__Metin Bölümü__:
CHP İstanbul İl Başkanlığı’na ‘kayyım’ olarak atanan Gürsel Tekin, “Beni CHP il binasına sokmayacak bir babayiğit yoktur. Ben oraya kavga etmek değil, kucaklaşmak, sorunu gidermek için gidiyorum. Hayatım en sabırlı dönemindeyim. Yumuşak başlıyım ama uysal koyun değilim. Artık tahammül sınırlarımı zorlayan herkesi üzebilirim. AKP’nin kucağına oturduğum gibi çirkin sözler bile edildi. Bunlar çok çirkin sözler.” dedi.
Gürsel Tekin, mahkemenin ‘kayyım’ kararı, parti binasına nasıl gideceği ve hakkındaki iddialarla ilgili olarak Sözcü’den Saygı Öztürk’ün sorularını cevapladı. Tekin, şunları söyledi:
- Parti binasındaki arkadaşlarımızla kucaklaşmaya gidiyorum. Yüksek Seçim Kurulu (YSK), 45. Asliye Hukuk Mahkemesi tarafından durdurulan mahalle seçimleri ve ilçe kongrelerinin devamını öngördü. Bu karar bizi çağrı heyeti olarak da meşrulaştırmıştır. İlçelerimiz doğası gereği bize başvuracaklar. Yani bizim bir arada olmak gibi bir görevimizin olduğunu parti yöneticilerinin bilmesi lazım.
- Öfkeyle bazı arkadaşlarımızın böyle gereksiz laflar etmeleri doğrusu partiye çok zarar veriyor. CHP ilkeleri, tüzüğü neyi gerektiriyorsa onu yapacağız.
- Ben, genel başkandan randevu istemiştim. Cevap gelmedi. Oysa benimle görüşme olsaydı işler bu hale gelmezdi. Sabah 07.00’den önce yalnız il binamızda değil, eski il binamız önünde bile içeriye girmemi engellemek için hazırlık yapılmış.
- Aslında telaşı, kavgayı, öfkeyi gerektirecek bir şey yok. Biz, bu evin çocuklarıyız. Bir sıkıntı, sorun var. Sorunu artırmak değil, çözmek istiyoruz.
- Bizleri il binasına sokmamak için arkadaşlarımız her türlü demokratik haklarını kullanabilirler. Çatışmaya girecek durumda değiliz. Biz, görevimizi yapacağız. Binaya saat 12.00’de gideceğiz.
- Kongre süreciyle ilgili hukuki bir sorun var. Bu sorun nedeniyle görevlendirildik. Tüzüğümüze uygun şekilde eksikliklerin giderilmesine çalışacağız ve yarın (bugün) gittiğimizde il başkanımız Özgür Çelik kardeşimiz ve partinin diğer yöneticileriyle kucaklaşacağız.

__Veri Bölümü__:
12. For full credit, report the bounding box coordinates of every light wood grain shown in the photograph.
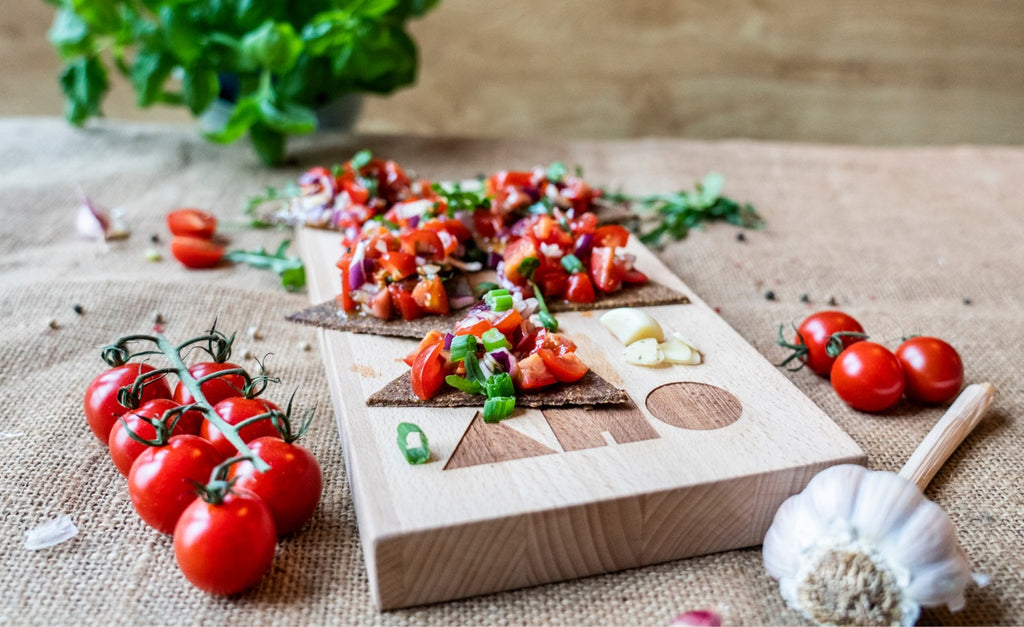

__Görevler__:
- a) Gürsel Tekin'in açıklamalarını aktaran metinde adı geçen bütün kişileri sıralayın.
- b) Gürsel Tekin'in açıklamalarını aktaran metni son cümlesinden sonra ele alıp sürdürün.

__Alıştırma Yanıtları__:
- a) Gürsel Tekin, Saygı Öztürk, Özgür Çelik

- b)
“Peki sizi sokmak istemezlerse tutumunuz ne olacak?” sorusu üzerine ise Tekin şöyle konuştu: “Baba evine girmeme kimse engel olamaz, olmamalı. Beni il binamıza sokmayacak babayiğit de yoktur. Babamın evine beni sokmayacaklarmış. Olur mu böyle şey. Kim sokmayacakmış görelim. Yaşanan olayların sorumlusu ben değilim. Amacım bir an önce partimizi bu süreçten kurtarmaktır.”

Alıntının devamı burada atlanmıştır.